• **Selection**:
►
Well-known Swiss dishes include raclette and fondue (molten cheese eaten with bread or potatoes), rösti (fried grated potatoes), muesli (an oatmeal breakfast dish) and Zürcher Geschnetzeltes (veal and mushrooms on a cream sauce).

Food and dishes[edit]

A cart displaying food produced in Switzerland.
Swiss chocolate often have entire aisles in Swiss supermarkets just for them, as this one in Interlaken

There are many regional dishes in Switzerland. One example is Zürcher Geschnetzeltes, thin strips of veal with mushrooms in a cream sauce served with Rösti. Italian cuisine is popular in contemporary Switzerland, particularly pasta and pizza. Foods often associated with Switzerland include particular types of cheese and milk chocolate. Swiss cheeses, in particular Emmental cheese, Gruyère, Vacherin, and Appenzeller, are famous Swiss products. The most popular cheese dishes are fondue and raclette. Both these dishes were originally regional dishes, but were popularized by the Swiss Cheese Union to boost sales of cheese.

Rösti is a popular potato dish that is eaten all over Switzerland. It was originally a breakfast food,[2] but this has been replaced by the muesli, which is commonly eaten for breakfast and in Switzerland goes by the name of "Birchermüesli" ("Birchermiesli" in some regions). For breakfast and dinner many Swiss enjoy sliced bread with butter and jam. There is a wide variety of bread rolls available in Switzerland. Bread and cheese is a popular dish for dinner.

Tarts and quiches are also traditional Swiss dishes. Tarts in particular are made with all sorts of toppings, from sweet apple to onion.

In the Italian-speaking part of Switzerland, the Ticino area, one will find a type of restaurant unique to the region. The Grotto is a rustic eatery, offering traditional food ranging from pasta to homemade meat specialties. Popular dishes are Luganighe and Luganighetta, a type of artisan sausages. Authentic grottoes are old wine caves re-functioned into restaurants. Due to their nature they are mostly found in or around forests and built against a rocky background. Typically, the facade is built from granite blocks and the outside tables and benches are made of the same stone as well. Grottoes are popular with locals and tourists alike, especially during the hot summer months.[3]

Recipes from the French part of Switzerland[edit]

  • Carac: A Swiss shortcrust chocolate
  • Fondue: Melted cheese served in a communal pot, which small pieces of bread or potatoes are dipped into.
◄
• **Given instruction**: Continue the passage on Swiss cuisine from the point where it ends.

• **Items**:
►
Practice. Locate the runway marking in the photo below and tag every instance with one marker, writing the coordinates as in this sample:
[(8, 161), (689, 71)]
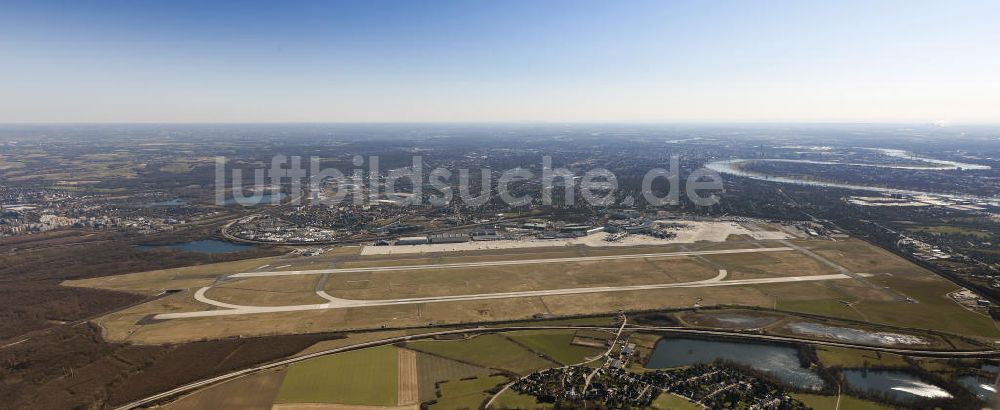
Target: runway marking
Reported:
[(335, 303), (508, 263)]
◄
• **Task result**:
  • Malakoff: Fried cheese balls or sticks from the canton of Vaud.
  • Meringue: Swiss Meringue with double cream from Gruyère.
  • Papet vaudois: the canton of Vaud is home to this filling dish of leeks and potatoes (hence the name vaudois). It is usually served with Saucisse au chou (cabbage sausage).
  • Raclette: Hot cheese scraped over potatoes, served with small gherkins, pickled onions etc.

Recipes from the German part of Switzerland[edit]

  • Aargauer Rüblitorte mit Zitronen Zuckerguss (AG)
  • Älplermagronen [de; als] (Alpine herdsman's macaroni): This dish is a frugal all-in-one dish making use of the ingredients the herdsmen had at hand in their alpine cottages: macaroni, potatoes, onions, small pieces of bacon, and melted cheese. Traditionally Älplermagronen is served with applesauce instead of vegetables or salad.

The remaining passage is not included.